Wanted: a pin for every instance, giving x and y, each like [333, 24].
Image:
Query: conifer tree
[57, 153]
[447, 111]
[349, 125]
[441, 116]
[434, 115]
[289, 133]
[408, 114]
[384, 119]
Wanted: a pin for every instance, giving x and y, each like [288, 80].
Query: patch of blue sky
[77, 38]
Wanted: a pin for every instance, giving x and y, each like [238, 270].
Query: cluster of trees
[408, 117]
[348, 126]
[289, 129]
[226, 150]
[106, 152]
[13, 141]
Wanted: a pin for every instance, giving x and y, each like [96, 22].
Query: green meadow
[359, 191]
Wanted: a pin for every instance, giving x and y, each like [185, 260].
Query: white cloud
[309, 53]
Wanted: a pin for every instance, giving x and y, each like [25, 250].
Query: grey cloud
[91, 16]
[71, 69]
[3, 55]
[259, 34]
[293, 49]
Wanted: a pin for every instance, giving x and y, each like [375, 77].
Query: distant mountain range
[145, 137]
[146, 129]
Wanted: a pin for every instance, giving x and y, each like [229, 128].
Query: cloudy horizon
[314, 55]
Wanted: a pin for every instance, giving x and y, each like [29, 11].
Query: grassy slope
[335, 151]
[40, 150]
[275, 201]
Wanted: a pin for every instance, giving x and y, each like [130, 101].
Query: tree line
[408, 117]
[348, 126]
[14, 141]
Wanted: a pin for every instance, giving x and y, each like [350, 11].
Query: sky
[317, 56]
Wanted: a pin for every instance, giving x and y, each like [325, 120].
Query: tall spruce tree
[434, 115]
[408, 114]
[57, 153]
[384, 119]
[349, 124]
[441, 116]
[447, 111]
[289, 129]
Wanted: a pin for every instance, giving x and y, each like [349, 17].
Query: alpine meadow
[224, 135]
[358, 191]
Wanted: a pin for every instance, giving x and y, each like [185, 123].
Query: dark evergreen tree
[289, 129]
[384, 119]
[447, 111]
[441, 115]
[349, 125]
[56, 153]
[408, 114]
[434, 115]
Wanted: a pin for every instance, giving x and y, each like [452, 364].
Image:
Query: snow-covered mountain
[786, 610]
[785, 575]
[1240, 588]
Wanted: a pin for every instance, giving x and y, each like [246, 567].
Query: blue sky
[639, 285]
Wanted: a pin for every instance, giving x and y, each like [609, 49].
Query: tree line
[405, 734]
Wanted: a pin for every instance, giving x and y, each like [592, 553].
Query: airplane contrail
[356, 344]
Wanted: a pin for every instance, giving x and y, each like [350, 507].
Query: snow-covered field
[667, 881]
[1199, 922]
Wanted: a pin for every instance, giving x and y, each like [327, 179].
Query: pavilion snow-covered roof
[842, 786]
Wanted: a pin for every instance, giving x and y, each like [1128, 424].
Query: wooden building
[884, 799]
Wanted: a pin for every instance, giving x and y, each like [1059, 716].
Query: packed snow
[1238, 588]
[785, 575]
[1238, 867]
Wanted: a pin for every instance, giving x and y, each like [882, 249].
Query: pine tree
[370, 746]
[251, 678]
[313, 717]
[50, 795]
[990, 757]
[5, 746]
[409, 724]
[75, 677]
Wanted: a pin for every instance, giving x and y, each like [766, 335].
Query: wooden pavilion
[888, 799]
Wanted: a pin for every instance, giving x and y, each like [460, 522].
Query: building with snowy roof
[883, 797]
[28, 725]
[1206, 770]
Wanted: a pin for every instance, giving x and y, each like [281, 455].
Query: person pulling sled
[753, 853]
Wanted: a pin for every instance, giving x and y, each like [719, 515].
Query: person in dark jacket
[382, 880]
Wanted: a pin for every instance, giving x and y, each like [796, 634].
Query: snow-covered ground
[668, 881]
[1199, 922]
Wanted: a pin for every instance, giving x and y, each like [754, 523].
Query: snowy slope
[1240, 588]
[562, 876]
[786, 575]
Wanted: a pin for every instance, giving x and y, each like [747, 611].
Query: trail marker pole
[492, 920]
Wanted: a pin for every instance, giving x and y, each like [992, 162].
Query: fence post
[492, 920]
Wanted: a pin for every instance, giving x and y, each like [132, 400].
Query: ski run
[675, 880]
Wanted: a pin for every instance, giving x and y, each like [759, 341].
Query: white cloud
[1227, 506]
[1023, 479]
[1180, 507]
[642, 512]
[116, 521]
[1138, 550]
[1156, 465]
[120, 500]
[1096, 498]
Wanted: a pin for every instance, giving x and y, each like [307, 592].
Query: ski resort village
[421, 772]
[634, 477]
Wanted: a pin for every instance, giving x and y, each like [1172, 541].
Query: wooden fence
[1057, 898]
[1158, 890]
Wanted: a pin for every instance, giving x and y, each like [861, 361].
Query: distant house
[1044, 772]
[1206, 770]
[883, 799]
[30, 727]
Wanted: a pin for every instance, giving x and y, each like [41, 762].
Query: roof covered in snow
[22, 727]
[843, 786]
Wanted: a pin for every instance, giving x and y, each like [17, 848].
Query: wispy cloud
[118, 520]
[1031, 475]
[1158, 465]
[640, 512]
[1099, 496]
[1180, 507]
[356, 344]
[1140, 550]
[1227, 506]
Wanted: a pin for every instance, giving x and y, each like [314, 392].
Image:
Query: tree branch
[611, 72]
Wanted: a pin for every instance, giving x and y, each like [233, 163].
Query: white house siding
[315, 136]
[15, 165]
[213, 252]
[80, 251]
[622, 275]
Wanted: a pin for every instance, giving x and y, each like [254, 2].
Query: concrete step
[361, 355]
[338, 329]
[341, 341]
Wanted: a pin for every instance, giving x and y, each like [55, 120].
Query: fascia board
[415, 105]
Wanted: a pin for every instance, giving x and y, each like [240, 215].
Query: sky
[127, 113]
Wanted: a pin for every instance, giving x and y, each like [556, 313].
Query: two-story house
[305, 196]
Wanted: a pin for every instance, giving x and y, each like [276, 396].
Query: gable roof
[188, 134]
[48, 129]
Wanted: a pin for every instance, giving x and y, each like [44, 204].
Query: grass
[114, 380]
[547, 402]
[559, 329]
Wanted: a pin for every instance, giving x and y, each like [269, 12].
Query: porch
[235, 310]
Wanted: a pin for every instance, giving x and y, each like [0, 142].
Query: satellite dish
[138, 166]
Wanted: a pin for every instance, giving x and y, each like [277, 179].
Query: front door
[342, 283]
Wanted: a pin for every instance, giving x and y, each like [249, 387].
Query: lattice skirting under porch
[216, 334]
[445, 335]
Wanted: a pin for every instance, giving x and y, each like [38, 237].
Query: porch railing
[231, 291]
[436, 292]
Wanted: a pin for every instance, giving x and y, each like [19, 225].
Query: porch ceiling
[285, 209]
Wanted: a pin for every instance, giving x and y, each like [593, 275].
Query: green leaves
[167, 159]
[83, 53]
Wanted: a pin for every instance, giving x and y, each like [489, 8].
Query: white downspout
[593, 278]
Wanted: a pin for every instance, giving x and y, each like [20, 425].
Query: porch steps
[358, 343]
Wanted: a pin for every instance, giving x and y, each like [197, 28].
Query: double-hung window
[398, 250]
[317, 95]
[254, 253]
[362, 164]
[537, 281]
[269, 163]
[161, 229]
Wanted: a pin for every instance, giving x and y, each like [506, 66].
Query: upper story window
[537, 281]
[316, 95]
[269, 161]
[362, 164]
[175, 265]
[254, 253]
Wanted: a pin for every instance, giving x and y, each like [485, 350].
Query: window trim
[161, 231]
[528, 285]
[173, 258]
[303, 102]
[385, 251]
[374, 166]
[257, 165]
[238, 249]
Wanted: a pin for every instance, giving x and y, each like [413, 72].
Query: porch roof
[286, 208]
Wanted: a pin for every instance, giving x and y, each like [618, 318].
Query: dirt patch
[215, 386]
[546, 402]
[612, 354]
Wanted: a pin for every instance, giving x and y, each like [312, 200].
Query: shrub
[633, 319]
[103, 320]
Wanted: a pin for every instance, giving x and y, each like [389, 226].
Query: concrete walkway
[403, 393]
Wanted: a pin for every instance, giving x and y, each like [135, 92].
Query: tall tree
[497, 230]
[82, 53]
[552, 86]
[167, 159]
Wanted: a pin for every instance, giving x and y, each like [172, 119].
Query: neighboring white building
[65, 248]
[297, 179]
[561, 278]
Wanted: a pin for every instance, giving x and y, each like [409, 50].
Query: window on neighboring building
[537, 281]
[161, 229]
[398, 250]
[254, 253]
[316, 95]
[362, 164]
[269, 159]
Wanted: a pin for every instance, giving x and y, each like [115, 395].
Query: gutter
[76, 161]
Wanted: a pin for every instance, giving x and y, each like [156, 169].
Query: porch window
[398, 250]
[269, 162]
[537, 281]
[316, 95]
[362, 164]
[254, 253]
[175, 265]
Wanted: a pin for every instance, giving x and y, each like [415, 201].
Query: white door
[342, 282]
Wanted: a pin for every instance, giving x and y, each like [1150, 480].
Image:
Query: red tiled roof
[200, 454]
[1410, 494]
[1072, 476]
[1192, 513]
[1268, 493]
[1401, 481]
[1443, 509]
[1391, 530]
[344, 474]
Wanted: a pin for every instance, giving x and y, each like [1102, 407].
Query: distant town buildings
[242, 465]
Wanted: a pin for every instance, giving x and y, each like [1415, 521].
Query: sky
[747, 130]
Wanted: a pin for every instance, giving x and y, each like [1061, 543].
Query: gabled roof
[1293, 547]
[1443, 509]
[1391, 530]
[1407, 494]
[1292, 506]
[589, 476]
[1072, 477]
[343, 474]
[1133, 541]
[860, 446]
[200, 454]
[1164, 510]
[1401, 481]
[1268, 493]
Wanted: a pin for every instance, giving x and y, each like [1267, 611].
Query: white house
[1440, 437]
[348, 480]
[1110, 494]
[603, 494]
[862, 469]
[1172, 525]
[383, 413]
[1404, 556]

GIVEN REQUEST: From the "like [156, 169]." line to the close of the listing, restate each line word for word.

OUTPUT FOR THIS TASK:
Wanted: a pin for every instance, giving x and y, each like [156, 169].
Query: porch window
[398, 250]
[269, 162]
[537, 281]
[316, 95]
[362, 164]
[254, 253]
[175, 265]
Wanted: a pin for every instance, giving x and y, each like [415, 201].
Query: white door
[342, 282]
Wanted: a pin for every instance, giving x and y, each like [1150, 480].
Image:
Query: red tiled roof
[200, 454]
[1410, 494]
[1072, 476]
[1192, 513]
[1268, 493]
[1401, 481]
[1443, 509]
[1391, 530]
[344, 474]
Wanted: a pin for every instance, giving x and y, each like [1102, 407].
Query: distant town buildings
[242, 465]
Wanted: a pin for every instance, giving x and y, each like [1415, 521].
Query: sky
[747, 130]
Wanted: a pin for every instance, giving x and y, each like [1061, 543].
Query: gabled roof
[1293, 547]
[1443, 509]
[1391, 530]
[1407, 494]
[1292, 506]
[589, 476]
[1072, 477]
[343, 474]
[1133, 541]
[860, 446]
[200, 454]
[1164, 510]
[1401, 481]
[1268, 493]
Wanted: a pin for every instance, giving x and y, each like [1267, 611].
Query: white house
[1440, 437]
[348, 480]
[1110, 494]
[603, 494]
[862, 469]
[1172, 525]
[383, 413]
[1404, 556]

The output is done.